Objectif a
Dans la déclaration libérale d'Oxford ci-dessous, sous « La tâche du libéralisme dans la révolution actuelle des affaires humaines », relevez tous les faits présentés comme ouvrant d'immenses possibilités nouvelles pour le progrès humain.

Déclaration libérale d’Oxford de 1967

Nous, libéraux de 20 pays, réunis à Oxford à l’occasion du 20e anniversaire du Manifeste libéral d’Oxford de 1947 et de la fondation de l’Internationale libérale, réaffirmons notre foi dans les principes du libéralisme tels qu’ils sont définis dans le Manifeste d’Oxford, notons avec satisfaction que ces principes ont été à plusieurs reprises approuvés par les Nations Unies et incorporés dans les constitutions de nombreux nouveaux Etats souverains, et exprimons, à la lumière de ces principes, notre opinion raisonnée sur les développements des vingt dernières années.

La tâche du libéralisme dans la révolution actuelle des affaires humaines

  1. La révolution qui a bouleversé le cours des affaires humaines au cours des derniers siècles a pris et continue de prendre de l’ampleur et de la force.
  2. L’accélération du rythme des changements scientifiques et techniques, de la cybernétique et de l’automatisation ; l’énergie nucléaire pour la paix ou la guerre ; les moyens de communication de masse ; l’explosion démographique ; la révolution des attentes en matière de bien-être et de services publics ; l’ordre industriel remplaçant partout une société essentiellement rurale et statique ; l’accès de nombreux peuples à l’indépendance – tous ces faits ouvrent d’immenses possibilités nouvelles pour le progrès humain. En même temps, et dans un monde où le fossé se creuse entre les pays riches et les pays ravagés par la faim et la pauvreté, où trop souvent la liberté est étouffée et où la discrimination et le nationalisme agressif font rage, ils poussent à des concentrations de pouvoir, favorisent des formes d’oppression et rendent possibles des destructions telles que le monde n’en a jamais connues ou imaginées.
  3. La tâche fondamentale de notre époque est de maîtriser les forces nouvelles et de les mettre au service de l’homme. Cela ne peut se faire par des moyens matériels, mais exige au contraire le développement progressif, dans toutes les parties du monde, de sociétés libres composées de citoyens éclairés et responsables, convenablement défendus par leurs efforts communs contre la peur et le besoin et contre l’oppression intérieure et extérieure. De telles sociétés libres ne peuvent être créées et maintenues que par un dévouement actif et inlassable aux principes du libéralisme.

Décentralisation et liberté

  1. La coopération et la solidarité entre les hommes libres sont une nécessité croissante du monde moderne. Cependant, la tendance à une centralisation malsaine favorise le déclin des institutions parlementaires, la dépendance excessive de l’individu à l’égard de l’Etat, le développement de nouvelles formes d’absolutisme et de centres de pouvoir non responsables fondés sur une croissance bureaucratique incontrôlée, la formation de monopoles publics et privés et le caractère restrictif assumé par un grand nombre de combinaisons d’employeurs, de travailleurs ou des deux à la fois.

Documents fournis

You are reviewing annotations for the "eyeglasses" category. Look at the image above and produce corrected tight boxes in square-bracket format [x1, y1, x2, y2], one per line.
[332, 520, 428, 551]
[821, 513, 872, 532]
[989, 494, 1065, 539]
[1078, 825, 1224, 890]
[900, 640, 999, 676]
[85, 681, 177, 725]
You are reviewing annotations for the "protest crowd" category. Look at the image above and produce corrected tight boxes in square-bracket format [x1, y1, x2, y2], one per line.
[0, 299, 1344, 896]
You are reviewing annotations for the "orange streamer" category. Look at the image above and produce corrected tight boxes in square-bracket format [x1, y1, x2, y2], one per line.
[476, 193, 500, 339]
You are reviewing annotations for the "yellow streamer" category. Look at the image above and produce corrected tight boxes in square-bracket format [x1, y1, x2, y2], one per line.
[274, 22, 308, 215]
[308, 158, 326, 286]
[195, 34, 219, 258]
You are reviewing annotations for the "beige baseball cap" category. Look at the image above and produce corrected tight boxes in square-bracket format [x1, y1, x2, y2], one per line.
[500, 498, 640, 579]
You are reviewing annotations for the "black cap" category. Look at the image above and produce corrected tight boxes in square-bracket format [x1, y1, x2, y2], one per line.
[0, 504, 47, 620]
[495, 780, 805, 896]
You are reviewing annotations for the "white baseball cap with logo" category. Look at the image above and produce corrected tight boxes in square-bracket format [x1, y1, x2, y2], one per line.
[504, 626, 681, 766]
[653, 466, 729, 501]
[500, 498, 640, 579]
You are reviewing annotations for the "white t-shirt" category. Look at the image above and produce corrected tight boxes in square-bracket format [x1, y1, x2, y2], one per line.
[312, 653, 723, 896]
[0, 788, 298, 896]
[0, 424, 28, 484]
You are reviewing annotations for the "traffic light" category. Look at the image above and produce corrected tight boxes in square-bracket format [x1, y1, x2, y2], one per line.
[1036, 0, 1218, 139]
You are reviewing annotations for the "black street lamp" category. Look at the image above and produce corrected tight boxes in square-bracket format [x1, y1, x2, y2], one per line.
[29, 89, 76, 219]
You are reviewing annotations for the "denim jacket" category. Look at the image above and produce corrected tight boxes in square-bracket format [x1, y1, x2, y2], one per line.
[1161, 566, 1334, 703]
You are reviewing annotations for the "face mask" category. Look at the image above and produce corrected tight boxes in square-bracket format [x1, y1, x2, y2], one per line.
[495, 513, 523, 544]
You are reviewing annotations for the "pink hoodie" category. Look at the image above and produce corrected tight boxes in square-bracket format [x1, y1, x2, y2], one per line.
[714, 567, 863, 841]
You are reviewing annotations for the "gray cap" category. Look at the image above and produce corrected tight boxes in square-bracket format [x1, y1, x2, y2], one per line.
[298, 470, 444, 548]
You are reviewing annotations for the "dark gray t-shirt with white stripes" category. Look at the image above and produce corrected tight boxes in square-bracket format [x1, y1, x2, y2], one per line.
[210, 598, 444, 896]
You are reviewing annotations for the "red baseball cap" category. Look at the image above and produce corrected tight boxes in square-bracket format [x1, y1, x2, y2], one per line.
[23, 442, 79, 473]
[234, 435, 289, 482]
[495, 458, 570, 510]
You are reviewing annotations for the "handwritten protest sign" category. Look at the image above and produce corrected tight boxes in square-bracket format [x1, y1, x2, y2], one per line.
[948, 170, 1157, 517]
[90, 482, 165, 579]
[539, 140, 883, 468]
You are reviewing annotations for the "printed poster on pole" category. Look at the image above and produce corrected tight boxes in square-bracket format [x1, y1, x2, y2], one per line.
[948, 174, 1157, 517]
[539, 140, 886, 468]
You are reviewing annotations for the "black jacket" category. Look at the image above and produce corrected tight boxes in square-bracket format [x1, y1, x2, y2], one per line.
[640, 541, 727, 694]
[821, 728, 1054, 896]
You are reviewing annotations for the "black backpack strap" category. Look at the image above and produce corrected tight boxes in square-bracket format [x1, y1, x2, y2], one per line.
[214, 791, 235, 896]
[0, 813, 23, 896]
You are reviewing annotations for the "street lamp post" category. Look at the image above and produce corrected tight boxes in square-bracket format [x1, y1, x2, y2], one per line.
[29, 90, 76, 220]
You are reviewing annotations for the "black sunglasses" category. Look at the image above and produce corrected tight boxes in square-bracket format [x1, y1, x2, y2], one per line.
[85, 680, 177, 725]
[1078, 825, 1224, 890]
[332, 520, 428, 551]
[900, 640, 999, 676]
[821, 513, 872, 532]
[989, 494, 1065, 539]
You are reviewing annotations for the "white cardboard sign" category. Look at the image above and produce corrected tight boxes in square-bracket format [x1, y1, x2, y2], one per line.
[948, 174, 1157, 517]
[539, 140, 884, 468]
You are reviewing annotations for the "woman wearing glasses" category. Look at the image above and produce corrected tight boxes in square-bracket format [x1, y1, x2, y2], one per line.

Objectif b
Recopiez à l'identique les lignes des enregistrements, en commençant à celle qui contient « baseball cap with » et en vous arrêtant après celle qui contient « [0, 424, 28, 484] ».

Corrigé a
- l'accélération du rythme des changements scientifiques et techniques, de la cybernétique et de l'automatisation
- l'énergie nucléaire pour la paix ou la guerre
- les moyens de communication de masse
- l'explosion démographique
- la révolution des attentes en matière de bien-être et de services publics
- l'ordre industriel remplaçant partout une société essentiellement rurale et statique
- l'accès de nombreux peuples à l'indépendance

Corrigé b
You are reviewing annotations for the "white baseball cap with logo" category. Look at the image above and produce corrected tight boxes in square-bracket format [x1, y1, x2, y2], one per line.
[504, 626, 681, 766]
[653, 466, 729, 501]
[500, 498, 640, 579]
You are reviewing annotations for the "white t-shirt" category. Look at the image above and produce corrected tight boxes in square-bracket format [x1, y1, x2, y2], one per line.
[312, 653, 723, 896]
[0, 788, 298, 896]
[0, 424, 28, 484]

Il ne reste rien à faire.